2. Rénover, aménager et construire
Aux infrastructures existantes (Stade de France, nouveau Roland-Garros, Bercy, Parc des Princes, Jean-Bouin, Arena-92) s'ajouteront des constructions temporaires.
Le Champ de Mars (12.000 places pour le beach-volley), le Trocadéro (3.000 places + 10.000 places debout pour le départ du triathlon et de la natation en eau libre, ainsi que pour le marathon), les Invalides (8.000 places pour le tir à l'arc), le Grand Palais (8.000 places pour le taekwondo et l'escrime) et le château de Versailles (20.000 places + 45.000 places debout pour l'équitation), qui deviendront sites olympiques le temps d'une quinzaine, seront aménagés dans les mois précédant août 2024.
"On ne va pas s'amuser à construire un an avant des installations et les laisser en plan", prévient Étienne Thobois. "On n'a pas forcément besoin de refaire à l'identique une compétition", poursuit-il, évoquant les traditionnels "tests-events", imposés par le CIO un an avant les Jeux et destinés à tester les équipements.
Si le centre de water-polo, prévu au stade Marville, est lui à rénover en profondeur, les deux plus grands chantiers sont bien sûr la construction du Village olympique – qui devrait coûter 1,3 milliard d'euros - sur le site de la Cité du cinéma et du Centre aquatique de la Plaine Saulnier, à Saint-Denis.
Concrètement, les premiers tractopelles devraient commencer à travailler en 2019, pour livraison prévue à partir de 2023. "Pour le Village, les délais ne sont pas tendus mais il ne faut pas perdre trop de temps", a précisé Étienne Thobois, le directeur général du futur Cojo.
Le Village des médias, 5.000 chambres à proximité du centre des médias au Bourget, et la Bercy Arena II, 8.000 places censées accueillir les matches de basket et les combats de lutte, doivent également surgir du sol d'ici là.
3. Tenir le budget
C'est là l'un des principaux défis des sept prochaines années : éviter le dérapage budgétaire. D’abord fixé à 6,2 milliards d’euros, le budget de ces JO a grimpé à 6,6 milliards en cours de candidature, et pourrait bien encore gonfler d'ici la cérémonie d'ouverture, le 2 août 2024. Lors des précédentes éditions, tous les budgets des villes candidates ont en effet grimpé en flèche - pour en moyenne doubler - entre les prévisions et la facture finale. Des dépassements qui ont atteint leur apogée avec Pékin 2008, dont le budget a culminé à 32 milliards d'euros.

▶ [Données]

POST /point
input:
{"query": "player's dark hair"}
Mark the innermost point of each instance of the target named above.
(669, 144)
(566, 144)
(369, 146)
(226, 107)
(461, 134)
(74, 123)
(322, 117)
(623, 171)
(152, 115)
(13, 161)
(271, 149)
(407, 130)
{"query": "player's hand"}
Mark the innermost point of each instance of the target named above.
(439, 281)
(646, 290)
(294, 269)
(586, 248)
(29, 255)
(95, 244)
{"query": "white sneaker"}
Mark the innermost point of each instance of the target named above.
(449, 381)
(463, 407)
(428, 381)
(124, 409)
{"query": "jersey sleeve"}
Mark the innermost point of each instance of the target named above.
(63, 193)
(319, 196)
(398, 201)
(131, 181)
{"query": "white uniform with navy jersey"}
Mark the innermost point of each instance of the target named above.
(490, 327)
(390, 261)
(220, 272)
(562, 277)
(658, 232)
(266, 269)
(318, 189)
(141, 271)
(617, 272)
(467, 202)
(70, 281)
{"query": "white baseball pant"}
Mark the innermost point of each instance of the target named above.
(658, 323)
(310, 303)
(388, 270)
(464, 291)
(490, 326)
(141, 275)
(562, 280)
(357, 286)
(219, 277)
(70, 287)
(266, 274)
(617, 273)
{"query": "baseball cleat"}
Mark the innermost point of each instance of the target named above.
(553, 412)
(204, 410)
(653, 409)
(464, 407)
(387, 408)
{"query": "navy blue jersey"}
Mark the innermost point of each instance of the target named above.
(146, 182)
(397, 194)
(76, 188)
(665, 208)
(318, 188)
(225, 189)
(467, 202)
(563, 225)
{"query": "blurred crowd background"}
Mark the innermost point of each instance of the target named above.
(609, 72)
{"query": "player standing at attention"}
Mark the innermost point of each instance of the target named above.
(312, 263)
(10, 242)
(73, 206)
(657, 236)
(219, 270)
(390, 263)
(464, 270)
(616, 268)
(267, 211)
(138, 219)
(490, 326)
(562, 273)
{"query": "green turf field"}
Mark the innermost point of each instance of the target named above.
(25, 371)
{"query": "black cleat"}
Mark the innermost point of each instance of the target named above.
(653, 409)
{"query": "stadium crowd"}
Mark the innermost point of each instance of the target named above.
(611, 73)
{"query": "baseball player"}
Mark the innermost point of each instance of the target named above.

▶ [Exercices]
A) Recopiez à l'identique tout ce qui va de "2. Rénover, aménager" jusqu'à "précédant août 2024." dans le texte sur les Jeux olympiques de 2024.
B) Poursuivez, s'il vous plaît, le texte sur les Jeux olympiques de 2024 à partir de l'endroit où il s'arrête.
Ces enregistrements sont tirés d'une autre source.

▶ [Réponses]
A)
2. Rénover, aménager et construire
Aux infrastructures existantes (Stade de France, nouveau Roland-Garros, Bercy, Parc des Princes, Jean-Bouin, Arena-92) s'ajouteront des constructions temporaires.
Le Champ de Mars (12.000 places pour le beach-volley), le Trocadéro (3.000 places + 10.000 places debout pour le départ du triathlon et de la natation en eau libre, ainsi que pour le marathon), les Invalides (8.000 places pour le tir à l'arc), le Grand Palais (8.000 places pour le taekwondo et l'escrime) et le château de Versailles (20.000 places + 45.000 places debout pour l'équitation), qui deviendront sites olympiques le temps d'une quinzaine, seront aménagés dans les mois précédant août 2024.

B)
"Les coûts liés à la sécurité, à l'aménagement (des sites) et à l'infrastructure temporaire sont peut-être sous-évalués", a d'ailleurs prévenu début juillet la commission d'évaluation du CIO, à propos du projet parisien. "Mais ils pourraient être compensés par une éventuelle réduction des dépenses dans d'autres domaines".
Au total, le coût des infrastructures sportives pérennes, auxquelles s'ajoute les aménagements d'accessibilité pour les personnes handicapées dans les transports, est évalué à quelque 3 milliards. Reste que certains facteurs, comme l'inflation, sont encore difficilement prévisibles. Il n’y a qu’à voir le cas du Brésil, en plein boom en 2009, lors de l'attribution des Jeux à Rio, et en grave récession sept ans plus tard.
4. Attirer les sponsors… et les spectateurs
Pour alimenter ce budget, les chasseurs de sponsors devront avoir séduit une trentaine de partenaires - le nombre habituel pour les dernières éditions - pour un montant espéré d'un milliard d'euros. Un autre milliard est attendu des ventes de billets qui commenceront dès 2022.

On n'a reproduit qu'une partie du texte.